## Information shown
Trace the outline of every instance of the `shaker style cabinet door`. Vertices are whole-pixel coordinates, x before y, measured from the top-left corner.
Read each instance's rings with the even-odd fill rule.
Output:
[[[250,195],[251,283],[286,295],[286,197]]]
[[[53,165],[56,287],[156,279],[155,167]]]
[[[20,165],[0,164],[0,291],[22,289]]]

## What to do
Please give the rows above as a two-column CSV headed text and answer, one line for each row, with its text in the first field and its answer in the second. Put each field in quotes and replace its line breaks with spaces.

## Expected output
text,answer
"Trace the outline of every instance of the `shaker style cabinet door`. Vertices are whole-pixel coordinates, x before y, measured from the top-left corner. Read each instance's rings with the even-odd fill rule. Output:","[[[250,195],[251,283],[286,295],[286,197]]] [[[53,165],[56,287],[156,279],[155,167]]] [[[20,165],[0,164],[0,291],[22,289]]]"